PASSAGE SHOWN:

···

You can also use a glue gun to apply fabric strips to the edges or back walls of shelves. Get eclectic and create a montage of assorted materials, or unify the look by using the same materials throughout.

This super light wood typically used to construct toy airplanes that soar effortlessly through the air is also ideal for creating facades on the surfaces and backboards of shelves. Herringbone patterns are particularly attractive here. Simply cut the wood, paint it the desired colors, let it thoroughly dry, and create a pattern on the back panels to give your framed pictures and knickknacks a whole new look.

Last but not least, go minimalist. Use one of the aforementioned techniques on all the exposed surfaces of the shelves. Instead of putting items back on the shelves, leave them empty, or place one very plain object on each one, such as a pillar candle or solid vase.

Dressing Up Dressers

Wrapping paper is a great, cheap way to spruce up shelves and drawers.

···

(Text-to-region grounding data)
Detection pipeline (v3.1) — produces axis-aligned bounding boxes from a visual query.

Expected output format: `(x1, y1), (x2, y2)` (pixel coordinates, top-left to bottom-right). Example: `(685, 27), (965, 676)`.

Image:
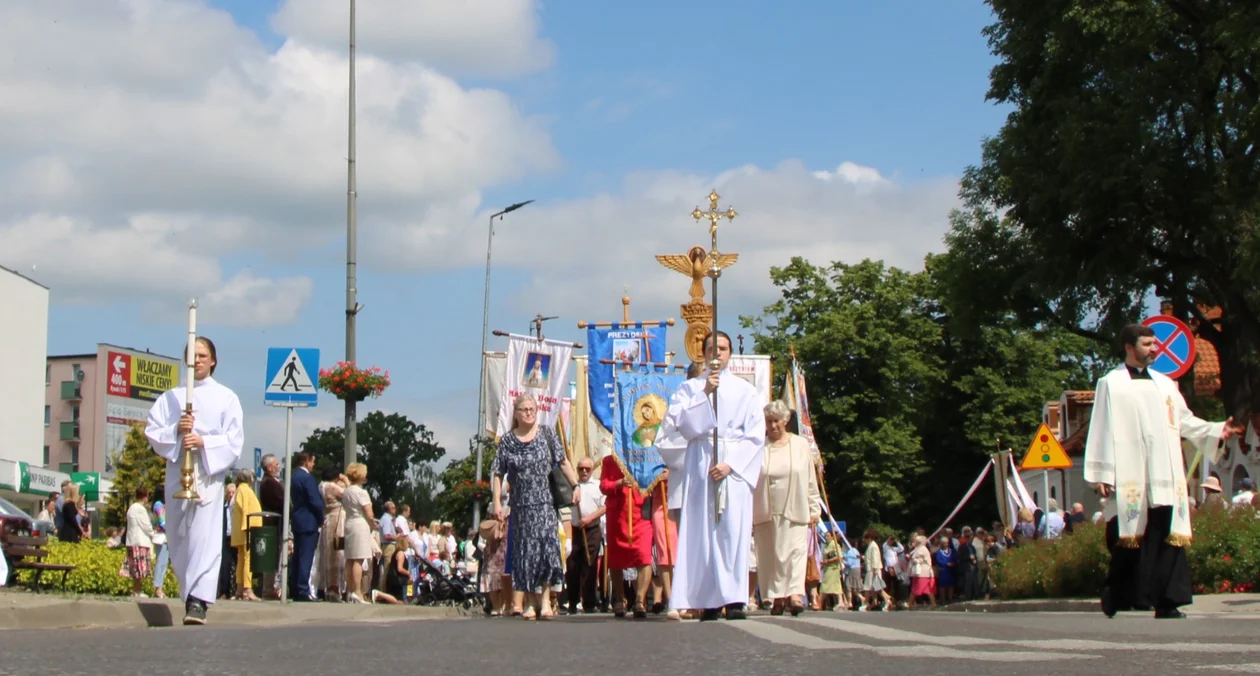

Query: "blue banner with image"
(612, 371), (685, 492)
(586, 322), (668, 432)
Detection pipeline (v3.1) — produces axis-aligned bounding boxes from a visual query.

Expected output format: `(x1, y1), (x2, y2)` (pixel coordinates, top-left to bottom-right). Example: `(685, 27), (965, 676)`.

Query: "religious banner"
(726, 355), (771, 405)
(586, 322), (667, 430)
(784, 359), (823, 463)
(481, 352), (508, 437)
(614, 371), (685, 492)
(498, 334), (573, 436)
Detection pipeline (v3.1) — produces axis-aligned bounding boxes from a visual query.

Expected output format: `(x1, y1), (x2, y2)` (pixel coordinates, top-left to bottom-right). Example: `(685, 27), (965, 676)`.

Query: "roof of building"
(0, 266), (48, 291)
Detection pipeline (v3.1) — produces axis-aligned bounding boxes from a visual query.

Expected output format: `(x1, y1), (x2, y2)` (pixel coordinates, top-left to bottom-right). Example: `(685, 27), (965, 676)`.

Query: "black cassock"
(1106, 506), (1192, 611)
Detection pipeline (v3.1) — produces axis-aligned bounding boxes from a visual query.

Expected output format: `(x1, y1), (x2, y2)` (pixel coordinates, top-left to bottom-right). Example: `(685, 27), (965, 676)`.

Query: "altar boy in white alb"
(1085, 324), (1239, 618)
(145, 337), (244, 624)
(662, 332), (766, 621)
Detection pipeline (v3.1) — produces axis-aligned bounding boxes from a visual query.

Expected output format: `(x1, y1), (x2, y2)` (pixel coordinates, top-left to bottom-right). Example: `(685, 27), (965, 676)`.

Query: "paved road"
(0, 613), (1260, 676)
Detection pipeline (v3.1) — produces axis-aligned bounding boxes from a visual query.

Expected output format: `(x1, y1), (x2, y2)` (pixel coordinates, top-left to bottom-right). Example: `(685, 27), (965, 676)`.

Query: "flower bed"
(18, 538), (179, 598)
(992, 507), (1260, 599)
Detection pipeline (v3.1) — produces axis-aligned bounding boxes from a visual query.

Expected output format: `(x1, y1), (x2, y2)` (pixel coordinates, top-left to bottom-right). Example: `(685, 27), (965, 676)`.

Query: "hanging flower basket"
(319, 361), (389, 402)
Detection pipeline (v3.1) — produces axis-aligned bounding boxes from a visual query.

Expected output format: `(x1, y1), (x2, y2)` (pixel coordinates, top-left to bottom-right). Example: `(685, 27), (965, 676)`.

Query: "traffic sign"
(1142, 315), (1197, 380)
(1019, 423), (1072, 470)
(262, 347), (319, 407)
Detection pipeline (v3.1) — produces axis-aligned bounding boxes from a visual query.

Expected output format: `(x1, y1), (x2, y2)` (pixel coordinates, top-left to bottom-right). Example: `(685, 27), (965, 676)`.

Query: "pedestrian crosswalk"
(725, 616), (1260, 659)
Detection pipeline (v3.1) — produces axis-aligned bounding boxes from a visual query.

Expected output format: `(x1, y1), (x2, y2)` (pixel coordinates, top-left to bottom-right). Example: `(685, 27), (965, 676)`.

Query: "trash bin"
(246, 511), (280, 577)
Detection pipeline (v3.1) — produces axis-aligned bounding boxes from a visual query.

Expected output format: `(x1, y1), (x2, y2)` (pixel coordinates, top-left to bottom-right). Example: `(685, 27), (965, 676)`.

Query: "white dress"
(341, 486), (372, 561)
(145, 378), (244, 604)
(662, 370), (766, 609)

···

Resume the passage on decorating shelves and dressers, picking up right after its last sentence about wrapping paper.

RESPONSE TO THE EXERCISE:
Dressers typically take a bit longer to revamp, but it’s time well spent that gives you bragging rights for your unique imagination and inspired home improvement skills.

The easiest approach here is undoubtedly contact paper. And don’t worry — this stuff isn’t just your mother’s drawer lining paper anymore. It now comes in vibrant colors and patterns, as well as varieties that are easily removable without leaving adhesive behind. Carefully cut out shapes and patterns and apply them to the sides, tops, or front of drawers on your dresser.

If your kids have a favorite sports team, video game, movie, or TV show, you might consider ordering an assortment of related decals online and covering their bedroom dresser with them. Letting them help only adds to the fun.

If you’re a bit timid about changing the appearance of a dresser’s exterior, maybe just line the drawers with contact paper, shelf paper, or wallpaper. No one but you will likely see it, but it will make choosing socks and underwear in the morning a little more interesting.

If you’re really looking for a budget-friendly option, consider wrapping paper. Choose a sturdy variety and apply it to the shell of the dresser with a glue gun, being careful to smooth it out to avoid wrinkles and bubbles as you go. Cover the drawer fronts with a compatible paper, or use shiny gold or silver paper for the facades. Kids love their names on things, too, so you could even stencil their names on the front of the top drawer to bring an easy smile to your little one’s face.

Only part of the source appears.